===== EXERCISE MATERIALS

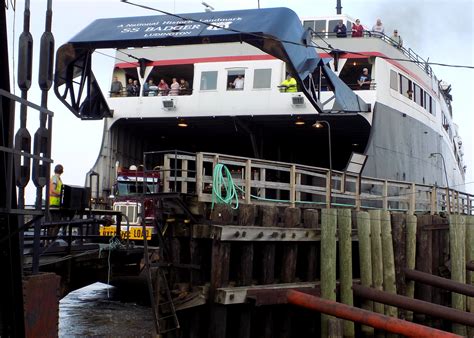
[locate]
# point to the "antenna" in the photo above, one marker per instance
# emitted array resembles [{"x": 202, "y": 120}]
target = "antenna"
[{"x": 208, "y": 8}]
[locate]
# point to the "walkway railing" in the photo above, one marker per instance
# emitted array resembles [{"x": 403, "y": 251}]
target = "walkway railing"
[{"x": 278, "y": 183}]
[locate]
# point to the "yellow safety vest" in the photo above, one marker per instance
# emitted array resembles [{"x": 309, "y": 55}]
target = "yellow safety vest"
[{"x": 55, "y": 194}]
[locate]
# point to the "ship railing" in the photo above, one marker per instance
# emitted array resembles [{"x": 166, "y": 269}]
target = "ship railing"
[
  {"x": 157, "y": 92},
  {"x": 285, "y": 184},
  {"x": 409, "y": 53}
]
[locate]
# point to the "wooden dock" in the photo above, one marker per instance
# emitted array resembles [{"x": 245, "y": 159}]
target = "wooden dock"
[{"x": 312, "y": 230}]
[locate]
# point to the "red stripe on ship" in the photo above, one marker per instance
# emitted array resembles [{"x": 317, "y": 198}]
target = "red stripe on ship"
[
  {"x": 199, "y": 60},
  {"x": 359, "y": 55}
]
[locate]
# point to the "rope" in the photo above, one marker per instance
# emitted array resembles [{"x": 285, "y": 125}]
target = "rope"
[{"x": 222, "y": 180}]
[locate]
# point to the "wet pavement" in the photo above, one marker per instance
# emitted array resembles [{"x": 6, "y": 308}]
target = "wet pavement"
[{"x": 93, "y": 312}]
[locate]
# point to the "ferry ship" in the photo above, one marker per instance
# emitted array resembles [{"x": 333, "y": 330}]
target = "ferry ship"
[{"x": 403, "y": 125}]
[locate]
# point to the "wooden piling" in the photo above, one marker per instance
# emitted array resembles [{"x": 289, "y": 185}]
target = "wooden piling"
[
  {"x": 247, "y": 216},
  {"x": 310, "y": 219},
  {"x": 470, "y": 258},
  {"x": 344, "y": 222},
  {"x": 220, "y": 261},
  {"x": 377, "y": 262},
  {"x": 336, "y": 328},
  {"x": 291, "y": 219},
  {"x": 389, "y": 283},
  {"x": 424, "y": 255},
  {"x": 399, "y": 249},
  {"x": 269, "y": 219},
  {"x": 411, "y": 257},
  {"x": 457, "y": 244},
  {"x": 328, "y": 261},
  {"x": 365, "y": 260}
]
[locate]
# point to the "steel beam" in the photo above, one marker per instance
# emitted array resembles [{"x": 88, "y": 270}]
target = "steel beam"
[
  {"x": 439, "y": 282},
  {"x": 414, "y": 305},
  {"x": 376, "y": 320}
]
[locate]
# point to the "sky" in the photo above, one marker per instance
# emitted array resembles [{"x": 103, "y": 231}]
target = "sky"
[{"x": 442, "y": 30}]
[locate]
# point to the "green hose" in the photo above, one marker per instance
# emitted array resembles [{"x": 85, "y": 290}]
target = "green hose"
[{"x": 222, "y": 180}]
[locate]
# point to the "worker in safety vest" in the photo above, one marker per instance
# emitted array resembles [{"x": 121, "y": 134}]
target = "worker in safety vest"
[
  {"x": 289, "y": 85},
  {"x": 55, "y": 185}
]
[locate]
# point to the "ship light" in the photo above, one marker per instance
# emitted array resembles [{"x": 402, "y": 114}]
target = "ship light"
[
  {"x": 182, "y": 123},
  {"x": 318, "y": 125},
  {"x": 299, "y": 121}
]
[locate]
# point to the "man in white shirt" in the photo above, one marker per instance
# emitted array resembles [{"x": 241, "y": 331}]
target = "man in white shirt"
[{"x": 239, "y": 82}]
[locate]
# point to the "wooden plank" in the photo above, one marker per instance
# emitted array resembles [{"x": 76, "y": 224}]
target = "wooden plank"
[
  {"x": 377, "y": 258},
  {"x": 184, "y": 176},
  {"x": 247, "y": 216},
  {"x": 389, "y": 283},
  {"x": 269, "y": 219},
  {"x": 220, "y": 261},
  {"x": 222, "y": 214},
  {"x": 328, "y": 261},
  {"x": 470, "y": 258},
  {"x": 411, "y": 257},
  {"x": 291, "y": 218},
  {"x": 311, "y": 221},
  {"x": 365, "y": 260},
  {"x": 239, "y": 295},
  {"x": 424, "y": 252},
  {"x": 344, "y": 222},
  {"x": 398, "y": 221},
  {"x": 457, "y": 248},
  {"x": 248, "y": 180},
  {"x": 292, "y": 186},
  {"x": 245, "y": 321}
]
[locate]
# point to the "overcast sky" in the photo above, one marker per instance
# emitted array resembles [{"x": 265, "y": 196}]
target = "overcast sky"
[{"x": 442, "y": 30}]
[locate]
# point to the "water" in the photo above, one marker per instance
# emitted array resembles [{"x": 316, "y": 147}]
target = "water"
[{"x": 91, "y": 312}]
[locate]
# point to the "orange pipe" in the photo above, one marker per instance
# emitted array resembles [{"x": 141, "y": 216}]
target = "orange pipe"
[{"x": 365, "y": 317}]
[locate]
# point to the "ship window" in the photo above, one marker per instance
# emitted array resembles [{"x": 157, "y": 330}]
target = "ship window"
[
  {"x": 262, "y": 78},
  {"x": 418, "y": 94},
  {"x": 209, "y": 80},
  {"x": 308, "y": 24},
  {"x": 235, "y": 79},
  {"x": 320, "y": 26},
  {"x": 332, "y": 24},
  {"x": 406, "y": 87},
  {"x": 394, "y": 80}
]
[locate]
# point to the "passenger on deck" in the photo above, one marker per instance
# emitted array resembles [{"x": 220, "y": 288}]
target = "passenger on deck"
[
  {"x": 288, "y": 85},
  {"x": 163, "y": 87},
  {"x": 183, "y": 87},
  {"x": 238, "y": 82},
  {"x": 357, "y": 29},
  {"x": 136, "y": 88},
  {"x": 340, "y": 30},
  {"x": 174, "y": 87},
  {"x": 149, "y": 88},
  {"x": 130, "y": 89},
  {"x": 364, "y": 80},
  {"x": 116, "y": 88},
  {"x": 378, "y": 28},
  {"x": 396, "y": 39}
]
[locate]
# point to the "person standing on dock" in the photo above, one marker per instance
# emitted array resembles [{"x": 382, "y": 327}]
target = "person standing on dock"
[{"x": 55, "y": 186}]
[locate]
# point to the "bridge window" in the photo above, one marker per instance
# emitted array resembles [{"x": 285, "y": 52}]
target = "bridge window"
[
  {"x": 262, "y": 78},
  {"x": 209, "y": 80},
  {"x": 418, "y": 95},
  {"x": 394, "y": 80},
  {"x": 352, "y": 71},
  {"x": 406, "y": 87},
  {"x": 236, "y": 79}
]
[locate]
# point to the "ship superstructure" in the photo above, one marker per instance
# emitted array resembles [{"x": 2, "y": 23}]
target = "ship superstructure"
[{"x": 406, "y": 134}]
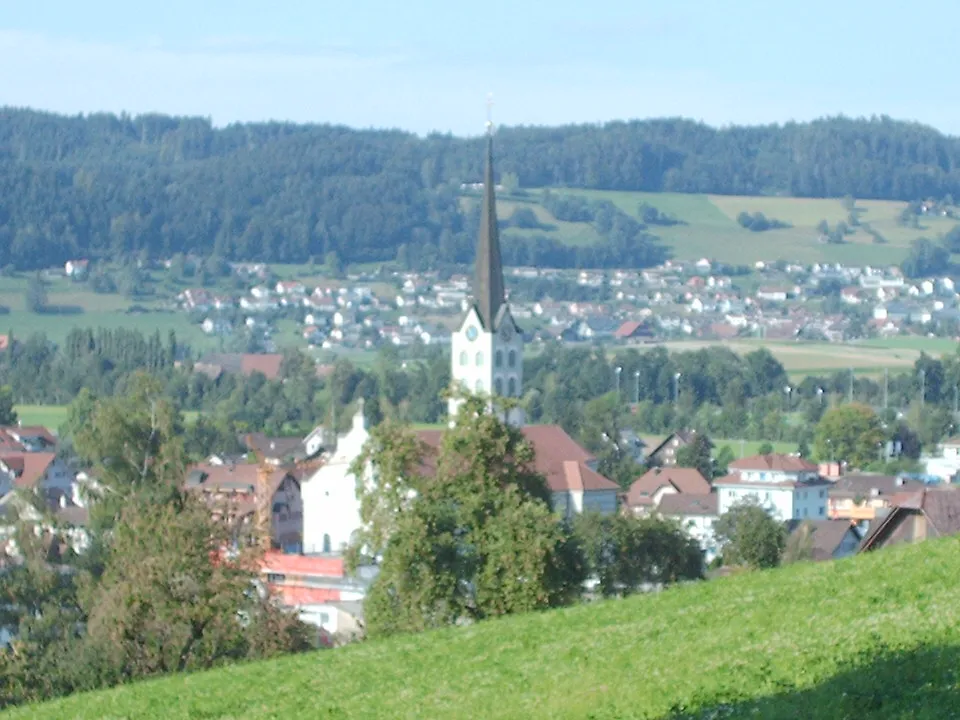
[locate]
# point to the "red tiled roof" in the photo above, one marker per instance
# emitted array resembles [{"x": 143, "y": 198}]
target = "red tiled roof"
[
  {"x": 295, "y": 596},
  {"x": 267, "y": 363},
  {"x": 688, "y": 504},
  {"x": 774, "y": 461},
  {"x": 318, "y": 565},
  {"x": 553, "y": 449},
  {"x": 28, "y": 468},
  {"x": 684, "y": 480}
]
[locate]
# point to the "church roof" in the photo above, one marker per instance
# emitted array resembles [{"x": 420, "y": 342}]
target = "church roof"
[{"x": 488, "y": 287}]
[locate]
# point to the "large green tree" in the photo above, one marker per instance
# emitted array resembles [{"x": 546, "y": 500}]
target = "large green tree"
[
  {"x": 625, "y": 553},
  {"x": 749, "y": 536},
  {"x": 850, "y": 433},
  {"x": 471, "y": 539}
]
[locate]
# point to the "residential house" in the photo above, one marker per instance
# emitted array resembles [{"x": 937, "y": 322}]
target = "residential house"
[
  {"x": 825, "y": 539},
  {"x": 232, "y": 491},
  {"x": 696, "y": 514},
  {"x": 860, "y": 497},
  {"x": 788, "y": 487},
  {"x": 42, "y": 472},
  {"x": 76, "y": 269},
  {"x": 665, "y": 454},
  {"x": 929, "y": 513},
  {"x": 647, "y": 491}
]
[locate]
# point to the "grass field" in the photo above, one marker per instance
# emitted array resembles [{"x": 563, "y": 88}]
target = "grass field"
[
  {"x": 801, "y": 359},
  {"x": 711, "y": 229},
  {"x": 876, "y": 637}
]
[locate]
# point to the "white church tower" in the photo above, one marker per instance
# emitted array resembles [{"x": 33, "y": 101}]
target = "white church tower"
[{"x": 487, "y": 355}]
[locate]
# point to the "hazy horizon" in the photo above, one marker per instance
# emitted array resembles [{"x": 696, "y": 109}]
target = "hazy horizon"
[{"x": 429, "y": 67}]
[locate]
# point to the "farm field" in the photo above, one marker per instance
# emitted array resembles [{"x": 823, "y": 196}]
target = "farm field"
[
  {"x": 873, "y": 637},
  {"x": 801, "y": 359},
  {"x": 711, "y": 229}
]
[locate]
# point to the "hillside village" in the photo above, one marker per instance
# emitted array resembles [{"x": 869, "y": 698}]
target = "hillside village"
[
  {"x": 307, "y": 489},
  {"x": 677, "y": 300}
]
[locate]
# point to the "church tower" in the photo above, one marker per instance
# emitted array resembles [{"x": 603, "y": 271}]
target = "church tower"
[{"x": 487, "y": 355}]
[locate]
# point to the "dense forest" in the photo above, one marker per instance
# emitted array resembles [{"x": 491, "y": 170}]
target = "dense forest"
[{"x": 104, "y": 185}]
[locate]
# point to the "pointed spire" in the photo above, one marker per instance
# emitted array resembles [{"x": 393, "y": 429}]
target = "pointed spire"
[{"x": 488, "y": 289}]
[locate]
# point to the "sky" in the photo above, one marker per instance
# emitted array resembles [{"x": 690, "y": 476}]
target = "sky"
[{"x": 429, "y": 65}]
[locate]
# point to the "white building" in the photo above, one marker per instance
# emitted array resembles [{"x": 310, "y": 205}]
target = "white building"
[
  {"x": 331, "y": 510},
  {"x": 487, "y": 350},
  {"x": 696, "y": 514},
  {"x": 788, "y": 487}
]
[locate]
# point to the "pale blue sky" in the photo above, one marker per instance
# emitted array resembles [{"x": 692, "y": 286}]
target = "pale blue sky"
[{"x": 428, "y": 65}]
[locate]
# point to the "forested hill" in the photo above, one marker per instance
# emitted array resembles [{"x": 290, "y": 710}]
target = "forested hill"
[{"x": 103, "y": 185}]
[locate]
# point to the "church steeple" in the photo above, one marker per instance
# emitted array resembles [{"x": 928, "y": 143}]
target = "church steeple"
[{"x": 488, "y": 289}]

==========

Identify every line in the items above that contains the string "pointed", and copy each such line in full.

# point to the "pointed spire" in the photo above, one marker per instance
target = "pointed spire"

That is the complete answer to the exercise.